■ **Text excerpt**
>>

Fabrication and packaging techniques for the application of MEMS strain sensors to wireless crack monitoring in ageing civil infrastructures  

Ferri, Matteo (Institute of Microelectronics and Microsystems (IMM), National Research Council of Italy)
Mancarella, Fulvio (Institute of Microelectronics and Microsystems (IMM), National Research Council of Italy)
Seshia, Ashwin (Department of Engineering, University of Cambridge)
Ransley, James (Department of Engineering, University of Cambridge)
Soga, Kenichi (Department of Engineering, University of Cambridge)
Zalesky, Jan (Czech Technical University in Prague, Faculty of Civil Engineering)
Roncaglia, Alberto (Institute of Microelectronics and Microsystems (IMM), National Research Council of Italy)

<<

■ **Exercise task 1**
In the records below, return every line that contains the string "ivory", with case counting.

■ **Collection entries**

>>

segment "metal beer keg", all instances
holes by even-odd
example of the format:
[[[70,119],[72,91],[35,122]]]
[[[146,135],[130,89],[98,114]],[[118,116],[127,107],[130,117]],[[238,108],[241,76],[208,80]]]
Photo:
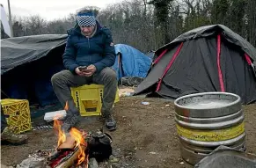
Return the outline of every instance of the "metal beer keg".
[[[202,92],[174,101],[181,157],[195,164],[220,145],[245,150],[244,112],[239,96]]]

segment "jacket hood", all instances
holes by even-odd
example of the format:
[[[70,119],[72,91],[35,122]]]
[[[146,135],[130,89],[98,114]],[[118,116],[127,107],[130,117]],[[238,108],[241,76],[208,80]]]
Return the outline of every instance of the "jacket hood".
[[[95,34],[102,31],[102,26],[99,25],[99,23],[97,20],[96,20],[96,26],[97,26],[97,31]],[[74,28],[68,30],[67,33],[68,35],[83,35],[81,33],[80,26],[78,26],[77,23],[75,25]]]

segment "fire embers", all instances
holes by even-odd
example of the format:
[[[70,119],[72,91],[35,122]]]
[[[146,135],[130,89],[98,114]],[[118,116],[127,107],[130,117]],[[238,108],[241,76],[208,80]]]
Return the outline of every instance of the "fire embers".
[[[98,162],[109,159],[112,155],[112,137],[102,131],[97,131],[90,135],[88,138],[86,153],[89,157],[94,157]]]
[[[71,128],[69,133],[65,134],[61,129],[62,121],[55,120],[54,128],[58,133],[58,145],[56,151],[48,158],[48,165],[52,168],[71,167],[84,165],[88,167],[88,155],[85,154],[87,142],[86,134]]]

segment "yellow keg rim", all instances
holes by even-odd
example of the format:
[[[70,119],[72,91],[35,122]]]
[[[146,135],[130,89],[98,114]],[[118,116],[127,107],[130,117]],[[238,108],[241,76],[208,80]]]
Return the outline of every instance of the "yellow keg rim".
[[[242,135],[245,132],[245,122],[231,128],[217,130],[189,129],[178,124],[176,124],[176,128],[179,135],[186,137],[189,140],[219,142],[230,140]]]

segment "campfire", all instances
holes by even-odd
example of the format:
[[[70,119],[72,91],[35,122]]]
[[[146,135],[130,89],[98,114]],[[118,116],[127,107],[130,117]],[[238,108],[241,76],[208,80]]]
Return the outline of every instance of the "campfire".
[[[69,109],[66,103],[66,111]],[[54,120],[54,128],[58,141],[55,151],[48,157],[51,168],[83,167],[88,168],[89,156],[97,161],[107,159],[112,155],[112,138],[102,131],[87,134],[71,128],[69,133],[62,130],[62,121]]]

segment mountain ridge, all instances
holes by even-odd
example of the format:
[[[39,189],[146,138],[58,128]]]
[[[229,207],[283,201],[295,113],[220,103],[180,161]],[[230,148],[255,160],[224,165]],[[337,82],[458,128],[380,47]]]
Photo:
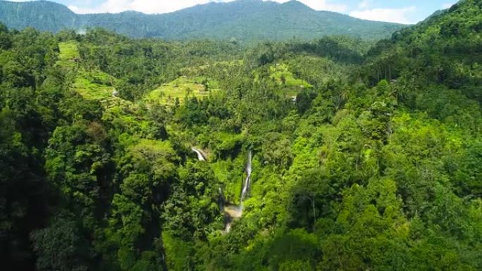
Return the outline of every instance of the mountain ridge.
[[[364,39],[389,37],[405,25],[318,11],[297,1],[211,2],[161,14],[137,11],[78,14],[49,1],[0,1],[0,21],[9,28],[63,30],[103,27],[135,38],[211,39],[240,41],[312,39],[340,34]]]

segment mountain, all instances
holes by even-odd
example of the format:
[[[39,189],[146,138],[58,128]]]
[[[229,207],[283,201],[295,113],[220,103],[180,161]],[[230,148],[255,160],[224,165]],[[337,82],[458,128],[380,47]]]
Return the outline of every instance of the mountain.
[[[371,63],[364,68],[371,73],[371,83],[401,75],[423,78],[482,102],[481,10],[481,0],[459,1],[380,41],[369,52]]]
[[[0,24],[2,270],[482,270],[481,11],[372,49]]]
[[[166,39],[311,39],[333,34],[378,39],[404,27],[317,11],[297,1],[284,4],[261,0],[209,3],[156,15],[133,11],[82,15],[50,1],[1,1],[0,18],[14,29],[33,27],[56,32],[65,29],[101,27],[132,37]]]

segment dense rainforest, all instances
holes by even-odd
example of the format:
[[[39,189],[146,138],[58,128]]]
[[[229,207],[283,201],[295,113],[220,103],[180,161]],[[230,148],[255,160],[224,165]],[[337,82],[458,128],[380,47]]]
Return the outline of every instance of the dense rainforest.
[[[0,26],[2,270],[482,270],[481,10],[376,44]]]

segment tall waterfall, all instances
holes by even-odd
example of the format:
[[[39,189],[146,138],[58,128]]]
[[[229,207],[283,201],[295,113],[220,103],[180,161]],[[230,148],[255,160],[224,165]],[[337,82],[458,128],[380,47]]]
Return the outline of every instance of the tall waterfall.
[[[248,163],[246,166],[247,177],[246,177],[246,179],[245,180],[245,184],[242,187],[242,192],[241,193],[241,201],[240,201],[241,205],[242,205],[242,201],[246,198],[246,196],[247,196],[247,194],[249,191],[249,185],[251,184],[251,160],[252,153],[250,150],[248,153]]]

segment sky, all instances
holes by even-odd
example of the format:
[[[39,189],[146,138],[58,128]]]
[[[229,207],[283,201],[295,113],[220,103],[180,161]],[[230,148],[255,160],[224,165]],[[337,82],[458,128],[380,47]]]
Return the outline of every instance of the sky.
[[[23,0],[13,0],[23,1]],[[233,0],[50,0],[78,13],[136,11],[164,13],[211,1]],[[289,0],[272,0],[279,3]],[[457,0],[298,0],[317,11],[336,11],[361,19],[416,23],[437,10],[450,8]]]

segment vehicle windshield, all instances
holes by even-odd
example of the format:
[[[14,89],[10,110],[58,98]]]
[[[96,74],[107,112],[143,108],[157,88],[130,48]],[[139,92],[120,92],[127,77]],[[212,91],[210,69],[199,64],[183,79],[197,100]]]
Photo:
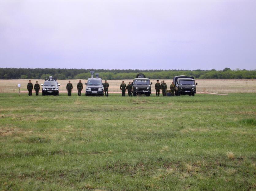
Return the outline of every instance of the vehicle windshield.
[[[180,80],[180,85],[195,85],[194,80]]]
[[[100,80],[89,80],[87,82],[87,85],[102,85],[102,81]]]
[[[56,81],[46,81],[44,84],[44,85],[45,86],[58,86],[58,84]]]
[[[150,85],[150,81],[135,80],[133,82],[133,84],[135,85]]]

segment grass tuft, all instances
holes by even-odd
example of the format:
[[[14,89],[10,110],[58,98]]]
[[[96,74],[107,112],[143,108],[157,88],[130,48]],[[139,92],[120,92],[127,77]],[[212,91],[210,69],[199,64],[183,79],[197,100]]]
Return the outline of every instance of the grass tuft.
[[[227,152],[227,156],[229,159],[235,159],[235,155],[233,152],[228,151]]]

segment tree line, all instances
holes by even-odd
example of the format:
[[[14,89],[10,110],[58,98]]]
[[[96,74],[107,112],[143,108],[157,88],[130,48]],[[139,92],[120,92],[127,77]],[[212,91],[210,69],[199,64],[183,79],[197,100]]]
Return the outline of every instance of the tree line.
[[[86,79],[91,77],[90,71],[94,70],[99,77],[107,80],[132,79],[139,73],[143,73],[147,78],[172,79],[180,75],[193,76],[197,79],[256,79],[256,70],[231,70],[226,68],[221,70],[106,70],[104,69],[67,69],[61,68],[0,68],[0,79],[45,79],[49,76],[60,80]]]

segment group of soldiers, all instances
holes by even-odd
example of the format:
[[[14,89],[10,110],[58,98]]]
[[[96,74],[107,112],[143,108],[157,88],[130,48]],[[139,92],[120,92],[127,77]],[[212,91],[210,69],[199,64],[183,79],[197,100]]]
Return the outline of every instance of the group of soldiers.
[[[166,91],[167,90],[167,85],[166,83],[164,82],[164,80],[161,82],[161,84],[159,83],[159,80],[156,81],[157,82],[155,86],[155,89],[156,90],[156,96],[159,96],[160,92],[160,89],[162,91],[163,96],[166,96]],[[174,96],[174,92],[175,91],[175,86],[173,82],[172,82],[172,84],[170,86],[171,89],[171,96]]]
[[[167,89],[167,85],[166,83],[164,82],[164,80],[161,81],[161,83],[159,83],[159,80],[156,81],[157,83],[155,85],[155,89],[156,90],[156,96],[159,96],[160,92],[160,89],[162,91],[163,96],[166,96],[166,91]],[[105,96],[109,96],[109,85],[107,82],[107,80],[105,81],[105,83],[103,84],[103,87],[104,88],[104,92],[105,94]],[[81,82],[81,80],[79,80],[79,82],[77,83],[77,91],[78,92],[78,96],[81,96],[81,92],[83,89],[83,84]],[[175,86],[173,82],[172,82],[172,84],[170,86],[171,89],[171,95],[174,96],[174,91],[175,90]],[[33,89],[33,84],[31,82],[31,80],[29,80],[29,82],[28,83],[27,89],[29,91],[29,96],[32,96],[32,90]],[[73,89],[73,85],[69,81],[67,85],[66,88],[67,90],[67,95],[69,96],[71,96],[72,92],[72,90]],[[40,85],[38,83],[37,81],[36,83],[35,84],[34,86],[34,89],[36,91],[36,95],[38,96],[38,92],[40,89]],[[132,96],[132,85],[131,83],[131,82],[129,82],[129,84],[127,86],[126,84],[124,83],[124,81],[123,81],[122,84],[120,85],[120,90],[122,91],[122,96],[125,96],[125,92],[126,90],[127,90],[128,93],[128,96]]]
[[[27,88],[28,89],[28,90],[29,90],[29,96],[32,96],[32,90],[33,89],[33,84],[31,82],[31,80],[29,80],[29,83],[28,83]],[[40,85],[38,84],[38,82],[37,81],[36,84],[35,84],[35,86],[34,86],[34,89],[35,89],[35,91],[36,91],[36,95],[39,96],[38,93],[40,89]]]

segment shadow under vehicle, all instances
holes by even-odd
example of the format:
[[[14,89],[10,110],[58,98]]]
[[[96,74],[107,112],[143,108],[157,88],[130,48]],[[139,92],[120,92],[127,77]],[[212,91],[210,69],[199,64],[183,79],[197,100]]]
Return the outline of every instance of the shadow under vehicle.
[[[139,74],[136,76],[136,78],[133,79],[132,83],[132,95],[134,96],[141,95],[146,96],[150,96],[151,95],[151,85],[150,79],[146,78],[143,74]]]
[[[59,86],[60,84],[58,83],[57,79],[50,76],[48,79],[45,79],[44,84],[41,84],[43,86],[42,89],[42,95],[53,95],[59,96]]]
[[[85,90],[85,96],[103,96],[104,95],[104,88],[102,83],[102,79],[99,78],[99,74],[95,74],[96,77],[93,77],[94,71],[91,70],[90,73],[92,75],[91,77],[88,78]]]
[[[187,76],[178,76],[173,78],[175,84],[175,96],[189,95],[195,96],[196,92],[196,85],[193,77]]]

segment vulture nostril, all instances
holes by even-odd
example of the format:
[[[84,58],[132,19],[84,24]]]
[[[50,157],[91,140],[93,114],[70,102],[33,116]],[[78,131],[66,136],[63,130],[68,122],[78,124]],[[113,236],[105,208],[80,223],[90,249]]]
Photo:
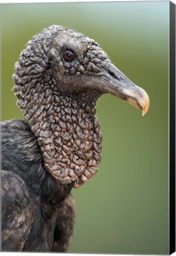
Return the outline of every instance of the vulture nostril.
[[[120,79],[120,76],[116,76],[115,75],[115,74],[113,72],[110,71],[110,70],[108,70],[108,73],[109,73],[109,74],[111,76],[112,76],[113,78],[115,78],[115,79],[118,79],[118,80],[119,80],[119,81],[120,81],[120,80],[121,80],[121,79]]]

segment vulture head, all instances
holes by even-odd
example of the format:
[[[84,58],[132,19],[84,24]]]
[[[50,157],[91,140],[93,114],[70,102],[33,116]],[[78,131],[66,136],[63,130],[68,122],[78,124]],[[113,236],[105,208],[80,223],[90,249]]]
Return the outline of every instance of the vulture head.
[[[96,103],[110,94],[148,111],[146,92],[110,62],[94,40],[53,25],[33,37],[15,65],[18,106],[37,138],[54,179],[79,187],[101,161]]]

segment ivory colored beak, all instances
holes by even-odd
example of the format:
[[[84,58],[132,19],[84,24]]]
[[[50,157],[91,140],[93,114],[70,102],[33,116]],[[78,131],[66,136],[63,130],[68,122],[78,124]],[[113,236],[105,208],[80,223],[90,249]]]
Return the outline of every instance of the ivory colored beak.
[[[149,98],[146,91],[134,84],[121,71],[110,63],[99,73],[104,82],[100,85],[105,93],[109,93],[128,101],[142,110],[142,116],[149,107]]]

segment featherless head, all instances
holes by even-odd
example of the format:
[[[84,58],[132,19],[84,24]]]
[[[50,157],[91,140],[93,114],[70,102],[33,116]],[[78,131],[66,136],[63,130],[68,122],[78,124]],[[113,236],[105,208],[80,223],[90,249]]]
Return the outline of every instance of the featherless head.
[[[53,25],[33,37],[19,56],[14,91],[38,138],[46,169],[79,187],[97,171],[102,135],[99,97],[111,94],[148,110],[146,92],[110,62],[94,40]]]

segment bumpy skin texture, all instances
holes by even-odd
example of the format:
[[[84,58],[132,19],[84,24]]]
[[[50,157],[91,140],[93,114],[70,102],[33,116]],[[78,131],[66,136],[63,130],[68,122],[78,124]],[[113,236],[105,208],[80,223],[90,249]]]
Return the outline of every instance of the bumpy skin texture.
[[[74,52],[66,62],[64,49]],[[14,91],[25,120],[1,123],[5,251],[66,251],[75,222],[70,191],[95,174],[102,136],[95,117],[109,60],[93,40],[53,25],[30,41]]]
[[[64,48],[74,49],[76,61],[63,61]],[[94,114],[102,92],[86,88],[84,80],[108,62],[94,40],[54,25],[28,43],[16,64],[18,105],[38,138],[45,169],[61,184],[79,187],[98,170],[102,136]]]

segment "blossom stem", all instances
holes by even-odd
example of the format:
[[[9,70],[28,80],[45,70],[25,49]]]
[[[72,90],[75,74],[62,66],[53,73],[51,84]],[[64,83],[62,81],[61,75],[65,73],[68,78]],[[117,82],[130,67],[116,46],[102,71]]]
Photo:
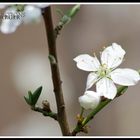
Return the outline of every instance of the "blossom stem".
[[[84,113],[84,108],[82,107],[82,108],[81,108],[80,117],[82,117],[82,116],[83,116],[83,113]]]
[[[43,12],[43,18],[46,27],[46,34],[48,39],[48,49],[49,49],[49,56],[55,60],[55,63],[52,63],[50,60],[51,65],[51,73],[52,73],[52,81],[55,93],[55,99],[57,104],[57,119],[64,136],[70,135],[69,125],[67,121],[66,111],[65,111],[65,103],[62,91],[62,81],[60,78],[59,66],[58,66],[58,59],[57,59],[57,50],[56,50],[56,38],[53,28],[52,22],[52,15],[51,15],[51,8],[50,6],[46,7]]]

<<

■ **Exercise task 2**
Answer these questions from the header about MEMS strain sensors above.
(a) Which university is Ashwin Seshia affiliated with?
(b) The Institute of Microelectronics and Microsystems belongs to the National Research Council of which country?
(c) Which faculty is Jan Zalesky part of?

■ **Correct output 1**
segment ivory colored beak, all instances
Return the outline of every instance of the ivory colored beak.

■ **Correct output 2**
(a) The University of Cambridge, Department of Engineering.
(b) Italy.
(c) The Faculty of Civil Engineering at the Czech Technical University in Prague.